- Written exercise 1: Name each device that the benchmark write-up below reports test results for.

— begin Extract —

LFM-2.5-350m on Cactus: 140 tok/sec, Single Core, 355 MB

We ran Liquid's LFM-2.5-350m through the Cactus inference engine across seven devices, from a Vision Pro to a Raspberry Pi 5. The configuration: 1024-token prefill, 100-token decode, INT8 quantization, CPU-only, single-core decode. The model file is 355 MB on Cactus Compressed format.

Device Benchmarks

Apple

Device	Prefill (tok/s)	Decode (tok/s)	RAM
Vision Pro	2,067	140	85 MB
iPhone 17 Pro	797	140	75 MB
iPhone 13 Mini	496	88	56 MB

Android

Device	Prefill (tok/s)	Decode (tok/s)	RAM
Galaxy S25 Ultra	660	100	322 MB
Google Pixel 6a	208	42	328 MB
Galaxy A56	110	24	330 MB

Other

Device	Prefill (tok/s)	Decode (tok/s)	RAM
Raspberry Pi 5	200	30	300 MB

Two things stand out in this data. First, the decode speeds: 140 tok/sec on a single core is fast, most people read at roughly 4-5 words per second, so even the Raspberry Pi's 30 tok/sec is well ahead of human consumption. Second, the RAM gap between Apple and Android: 56-85 MB versus 300-330 MB for the same 355 MB model. That gap is not a bug. It's a direct consequence of how the two platforms handle memory-mapped files, which we'll get into in the Cactus format section below.

Why CPU, Not GPU or NPU

It is tempting to reach for the GPU. On paper, mobile GPUs have 10-50x the FLOPS of a single CPU core. But inference on a 350M-parameter model is not a FLOPS problem, it's a memory bandwidth problem. During decode, you generate one token at a time, which means you read the entire weight matrix for each token but only perform a single matrix-vector multiply. The arithmetic intensity (FLOPS per byte loaded) is extremely low. Without batched decode, GPU compute units spend most of their time stalled on memory fetches. GPU excels when arithmetic intensity is high, large batch sizes, long matrix-matrix multiplies. For single-token decode, the GPU's compute units sit mostly idle while waiting for memory.

There's also the practical problem: mobile GPU inference requires Metal on iOS and Vulkan or OpenCL on Android. That's two separate shader codepaths to maintain, with different memory models, different synchronization primitives, and different performance characteristics per vendor. And GPU inference holds a persistent GPU context, which competes with the UI rendering pipeline and drains battery even when the inference workload is light. GPUs are also energy-inefficient. On Macs and PCs this barely matters since they're plugged into a power source most of the time, and GPU inference works well there. But mobile devices run on battery, and every watt spent on GPU inference cuts directly into the user's runtime. The GPU path that works fine on a MacBook becomes a battery killer on a phone.

— end Extract —
— begin Records for this task —

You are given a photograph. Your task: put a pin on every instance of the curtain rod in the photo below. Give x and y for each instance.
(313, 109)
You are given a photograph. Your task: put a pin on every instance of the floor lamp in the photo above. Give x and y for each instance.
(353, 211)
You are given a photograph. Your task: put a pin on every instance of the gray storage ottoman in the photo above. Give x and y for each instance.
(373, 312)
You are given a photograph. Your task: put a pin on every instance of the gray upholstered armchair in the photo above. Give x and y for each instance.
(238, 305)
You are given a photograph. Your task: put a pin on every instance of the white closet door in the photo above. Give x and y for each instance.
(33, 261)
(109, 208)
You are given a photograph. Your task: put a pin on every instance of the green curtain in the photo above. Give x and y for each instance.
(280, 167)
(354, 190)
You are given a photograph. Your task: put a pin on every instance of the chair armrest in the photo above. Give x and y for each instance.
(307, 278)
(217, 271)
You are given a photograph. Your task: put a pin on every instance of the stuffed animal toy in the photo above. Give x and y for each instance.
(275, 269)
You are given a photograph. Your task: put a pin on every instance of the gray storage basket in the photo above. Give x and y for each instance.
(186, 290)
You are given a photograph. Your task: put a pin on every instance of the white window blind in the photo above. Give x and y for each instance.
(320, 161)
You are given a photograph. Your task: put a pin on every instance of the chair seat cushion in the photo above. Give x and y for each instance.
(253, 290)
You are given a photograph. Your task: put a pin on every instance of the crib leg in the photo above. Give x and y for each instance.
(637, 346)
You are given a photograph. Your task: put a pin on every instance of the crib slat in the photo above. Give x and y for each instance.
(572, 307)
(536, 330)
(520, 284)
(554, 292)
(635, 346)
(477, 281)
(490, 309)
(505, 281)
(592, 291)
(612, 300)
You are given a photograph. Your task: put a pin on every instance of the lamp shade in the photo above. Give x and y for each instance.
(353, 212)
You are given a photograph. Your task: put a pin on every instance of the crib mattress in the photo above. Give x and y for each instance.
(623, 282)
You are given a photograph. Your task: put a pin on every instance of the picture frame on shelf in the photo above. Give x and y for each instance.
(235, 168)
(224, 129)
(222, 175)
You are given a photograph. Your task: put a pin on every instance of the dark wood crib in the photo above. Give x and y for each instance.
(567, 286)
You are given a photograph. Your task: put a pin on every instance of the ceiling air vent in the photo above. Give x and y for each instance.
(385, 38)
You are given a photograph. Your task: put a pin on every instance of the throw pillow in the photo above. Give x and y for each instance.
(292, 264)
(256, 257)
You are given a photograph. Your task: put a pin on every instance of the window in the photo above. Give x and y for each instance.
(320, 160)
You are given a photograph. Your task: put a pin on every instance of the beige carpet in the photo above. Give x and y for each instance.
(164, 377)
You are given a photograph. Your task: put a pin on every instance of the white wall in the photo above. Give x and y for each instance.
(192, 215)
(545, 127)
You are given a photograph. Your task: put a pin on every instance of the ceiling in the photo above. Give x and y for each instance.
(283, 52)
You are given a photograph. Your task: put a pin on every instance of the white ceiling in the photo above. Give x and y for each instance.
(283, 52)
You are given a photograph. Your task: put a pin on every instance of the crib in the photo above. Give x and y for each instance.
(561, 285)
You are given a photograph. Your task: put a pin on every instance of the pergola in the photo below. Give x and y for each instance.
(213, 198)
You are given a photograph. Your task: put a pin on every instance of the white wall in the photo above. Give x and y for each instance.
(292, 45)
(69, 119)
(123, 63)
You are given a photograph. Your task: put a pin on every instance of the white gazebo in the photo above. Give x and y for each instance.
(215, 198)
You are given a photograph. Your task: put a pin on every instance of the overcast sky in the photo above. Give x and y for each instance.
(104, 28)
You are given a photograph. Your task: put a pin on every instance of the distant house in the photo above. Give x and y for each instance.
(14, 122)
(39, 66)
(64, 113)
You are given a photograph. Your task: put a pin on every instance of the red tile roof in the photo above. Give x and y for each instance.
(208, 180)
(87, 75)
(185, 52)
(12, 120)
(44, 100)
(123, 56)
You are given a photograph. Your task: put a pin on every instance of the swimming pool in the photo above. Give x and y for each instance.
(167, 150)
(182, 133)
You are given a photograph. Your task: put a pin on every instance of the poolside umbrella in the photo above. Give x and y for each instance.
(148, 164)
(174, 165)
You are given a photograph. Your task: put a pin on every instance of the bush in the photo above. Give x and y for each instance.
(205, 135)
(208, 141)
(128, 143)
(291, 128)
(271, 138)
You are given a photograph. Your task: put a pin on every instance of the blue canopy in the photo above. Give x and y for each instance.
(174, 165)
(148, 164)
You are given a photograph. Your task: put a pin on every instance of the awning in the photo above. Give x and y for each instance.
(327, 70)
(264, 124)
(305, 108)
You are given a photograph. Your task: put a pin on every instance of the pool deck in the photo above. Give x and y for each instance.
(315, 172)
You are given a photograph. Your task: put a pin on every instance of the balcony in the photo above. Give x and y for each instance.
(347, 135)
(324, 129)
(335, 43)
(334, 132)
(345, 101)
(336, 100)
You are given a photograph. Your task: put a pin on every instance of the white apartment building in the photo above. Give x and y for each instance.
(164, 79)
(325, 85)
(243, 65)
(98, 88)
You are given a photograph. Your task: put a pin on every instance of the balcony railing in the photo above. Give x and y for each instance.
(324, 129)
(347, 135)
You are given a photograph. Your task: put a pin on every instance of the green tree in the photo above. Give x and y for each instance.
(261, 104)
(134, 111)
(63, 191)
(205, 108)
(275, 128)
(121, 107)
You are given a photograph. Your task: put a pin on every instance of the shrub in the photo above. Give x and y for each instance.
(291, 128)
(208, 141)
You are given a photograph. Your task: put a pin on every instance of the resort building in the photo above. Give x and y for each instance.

— end Records for this task —

- Written exercise 2: Echo the extracted entries from the line containing "of the swimming" down to the last line of the entries, with both ends included.

- Worked solution 1:
Vision Pro
iPhone 17 Pro
iPhone 13 Mini
Galaxy S25 Ultra
Google Pixel 6a
Galaxy A56
Raspberry Pi 5

- Worked solution 2:
You are given a photograph. Your task: put a pin on every instance of the swimming pool in the photo above. Give x and y for each instance.
(167, 150)
(182, 133)
You are given a photograph. Your task: put a pin on every instance of the poolside umbrella in the photo above. Give x and y for each instance.
(148, 164)
(174, 165)
You are given a photograph. Your task: put a pin on every instance of the bush in the photo above. Give x and y for each instance.
(205, 135)
(208, 141)
(128, 143)
(291, 128)
(271, 138)
You are given a photograph. Your task: put a pin on every instance of the blue canopy in the photo above. Give x and y for each instance.
(174, 165)
(148, 164)
You are given a photograph. Your task: put a pin on every instance of the awning in the photo above. Give x and y for each instance.
(327, 70)
(264, 124)
(305, 108)
You are given a photograph. Your task: put a pin on every instance of the pool deck in the photo above. Give x and y for each instance.
(315, 172)
You are given a photograph. Your task: put a pin on every instance of the balcony in the photo above. Give x and y for each instance.
(347, 135)
(324, 129)
(335, 43)
(334, 132)
(345, 101)
(336, 100)
You are given a photograph. Your task: put a pin on every instance of the white apartment building in the photo above. Give x and y for each instance.
(164, 79)
(325, 85)
(243, 65)
(98, 88)
You are given a photograph. Your task: put a pin on every instance of the balcony railing in the photo above. Give x and y for each instance.
(324, 129)
(347, 135)
You are given a photograph. Your task: put a pin on every instance of the green tree in the photo above. Give x and y for each instance.
(261, 104)
(134, 111)
(63, 191)
(205, 108)
(275, 128)
(121, 107)
You are given a photograph. Your task: put a pin on every instance of the shrub in the photo above. Give x and y for each instance.
(291, 128)
(208, 141)
You are given a photograph. Your task: put a pin on every instance of the resort building in the photo above. Give x and y for each instance.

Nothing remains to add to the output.